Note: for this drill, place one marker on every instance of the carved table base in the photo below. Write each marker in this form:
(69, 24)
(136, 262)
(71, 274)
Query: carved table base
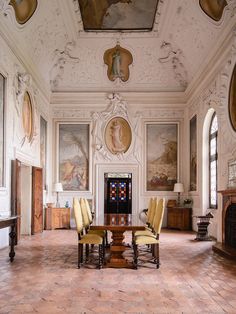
(117, 249)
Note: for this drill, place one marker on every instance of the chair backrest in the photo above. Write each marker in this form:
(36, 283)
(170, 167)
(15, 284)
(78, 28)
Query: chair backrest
(149, 210)
(159, 216)
(90, 217)
(84, 211)
(153, 211)
(78, 215)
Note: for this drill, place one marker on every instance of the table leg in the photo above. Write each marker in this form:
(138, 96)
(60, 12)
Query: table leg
(117, 249)
(12, 235)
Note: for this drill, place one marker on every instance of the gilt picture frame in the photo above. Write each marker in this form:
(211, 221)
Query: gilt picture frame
(161, 156)
(118, 135)
(74, 156)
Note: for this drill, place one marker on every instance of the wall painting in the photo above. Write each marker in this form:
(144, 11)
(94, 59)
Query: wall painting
(74, 156)
(161, 156)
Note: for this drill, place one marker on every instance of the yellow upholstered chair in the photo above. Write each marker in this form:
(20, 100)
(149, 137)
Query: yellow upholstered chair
(150, 239)
(85, 238)
(149, 230)
(87, 218)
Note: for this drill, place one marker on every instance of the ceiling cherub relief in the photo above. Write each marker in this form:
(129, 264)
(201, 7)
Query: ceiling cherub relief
(22, 81)
(118, 61)
(174, 56)
(60, 58)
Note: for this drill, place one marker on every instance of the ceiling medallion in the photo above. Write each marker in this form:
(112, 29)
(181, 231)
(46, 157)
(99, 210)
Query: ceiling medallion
(118, 60)
(118, 15)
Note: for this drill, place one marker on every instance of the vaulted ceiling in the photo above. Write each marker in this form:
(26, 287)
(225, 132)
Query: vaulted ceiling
(64, 57)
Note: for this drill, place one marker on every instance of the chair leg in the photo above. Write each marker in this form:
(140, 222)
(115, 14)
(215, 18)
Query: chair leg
(106, 236)
(157, 255)
(100, 256)
(103, 250)
(135, 255)
(86, 252)
(80, 254)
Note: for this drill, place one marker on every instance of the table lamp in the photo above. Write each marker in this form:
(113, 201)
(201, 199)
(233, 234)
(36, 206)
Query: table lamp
(58, 188)
(178, 188)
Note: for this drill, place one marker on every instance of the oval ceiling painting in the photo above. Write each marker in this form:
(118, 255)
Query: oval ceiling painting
(27, 117)
(118, 135)
(24, 9)
(232, 99)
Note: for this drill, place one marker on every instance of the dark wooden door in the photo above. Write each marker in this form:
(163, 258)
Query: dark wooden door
(37, 200)
(16, 193)
(118, 196)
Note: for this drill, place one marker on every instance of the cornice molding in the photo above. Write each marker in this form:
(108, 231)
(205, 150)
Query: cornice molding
(19, 54)
(212, 64)
(133, 98)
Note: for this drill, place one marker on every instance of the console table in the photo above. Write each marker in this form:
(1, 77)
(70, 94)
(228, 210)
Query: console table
(179, 218)
(10, 222)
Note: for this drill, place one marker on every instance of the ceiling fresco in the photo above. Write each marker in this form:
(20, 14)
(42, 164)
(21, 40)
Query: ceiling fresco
(118, 14)
(213, 8)
(64, 57)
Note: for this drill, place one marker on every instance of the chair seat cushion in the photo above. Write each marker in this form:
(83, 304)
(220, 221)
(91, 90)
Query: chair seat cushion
(91, 239)
(144, 232)
(101, 233)
(145, 240)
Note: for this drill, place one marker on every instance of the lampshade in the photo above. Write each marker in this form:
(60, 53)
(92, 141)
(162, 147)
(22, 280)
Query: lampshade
---------------
(Activity) Leave out the pictures and set down all of the data exactly.

(Task response)
Note: for this drill, place one marker on every instance of the carved table base in the photo below. Write each marker in this form:
(69, 24)
(136, 262)
(71, 274)
Query: carved table base
(117, 249)
Note: for this drill, place one marker on every instance of the chair backrest in the photo above. Write each marker in this form:
(36, 283)
(170, 167)
(15, 284)
(78, 28)
Query: chair backrest
(149, 210)
(159, 216)
(90, 217)
(84, 211)
(153, 211)
(78, 215)
Note: for this drill, place one marker on every instance of the table leg in the photo above. Write each marker in this form:
(138, 96)
(60, 12)
Query: table leg
(117, 249)
(12, 235)
Note: for this drill, place one marker on every instance of the gilt picture frame in the photo above. Write each marker in this form:
(211, 221)
Query: gilt picture frame
(161, 156)
(118, 135)
(74, 156)
Note: for this drill, place one marker on every instance of the wall painting in the photo above. Write each marker in this form:
(144, 11)
(94, 59)
Query: wall painting
(74, 156)
(161, 156)
Note: for this drill, place one marker on every instance of the yellow upholstered chair in the photo above. Write each marker in this form:
(20, 100)
(149, 137)
Query: yellow upholstered chair
(150, 239)
(85, 238)
(149, 230)
(87, 218)
Note: for this drill, place one marker on every instance of the ceiling cherub relief in the photo above. Write each marker in this form:
(129, 264)
(201, 7)
Query: ceiling cherub relief
(22, 81)
(118, 61)
(174, 56)
(60, 58)
Note: for this drill, place one marker on every instance of the ceiling medallion in the photo above. Write each marker in this form:
(112, 29)
(181, 231)
(46, 157)
(99, 210)
Query: ceiling medallion
(118, 60)
(118, 15)
Note: for this drill, place one marker on every instance of the vaulted ceiling in the photo above. Write each marker in this form:
(26, 287)
(225, 132)
Query: vaulted ceiling
(64, 57)
Note: for this drill, place one marker on every instance of the chair leg in the photo above. Write each marker in this form:
(140, 222)
(115, 14)
(215, 18)
Query: chair leg
(106, 236)
(157, 255)
(100, 256)
(103, 250)
(135, 255)
(86, 252)
(80, 254)
Note: for this drill, place one marker on every instance of the table lamp in the photo above. Write each marker in this form:
(113, 201)
(201, 199)
(233, 234)
(36, 206)
Query: table lamp
(58, 188)
(178, 188)
Note: for this drill, place one marker on every instance of the oval ceiling painting in the photo above. Write each marker in this form:
(118, 255)
Query: oval ceiling painting
(27, 117)
(118, 135)
(24, 9)
(232, 99)
Note: for this drill, place one marker on every instance of the dark wooden door in the photo above. Write each marker in this form:
(163, 258)
Query: dark wooden door
(37, 200)
(16, 193)
(118, 196)
Note: for this drill, place one marker on every instance of the cornice molding in the photo above. Write each marker in this form:
(108, 231)
(205, 150)
Query: cornice molding
(19, 54)
(212, 64)
(133, 98)
Note: for this drill, place one marker on every instance of the console table in the photo above. Write each marker in this form:
(1, 77)
(70, 94)
(228, 210)
Query: console table
(179, 218)
(10, 222)
Note: for this drill, place one marker on every instance of the ceiling fresco in the photo above. Write each marker in this form:
(20, 14)
(42, 164)
(21, 40)
Query: ceiling fresco
(118, 14)
(213, 8)
(64, 57)
Note: for this drill, place one marker on every instance of the chair seat cushion in the photo above. Write each marker in this form:
(83, 304)
(220, 221)
(91, 90)
Query: chair seat cushion
(91, 239)
(144, 232)
(101, 233)
(145, 240)
Note: for this drill, place one marker on every instance of the lampshade in the photo above. Write each marker in this form:
(60, 53)
(92, 141)
(162, 147)
(22, 280)
Query: lampshade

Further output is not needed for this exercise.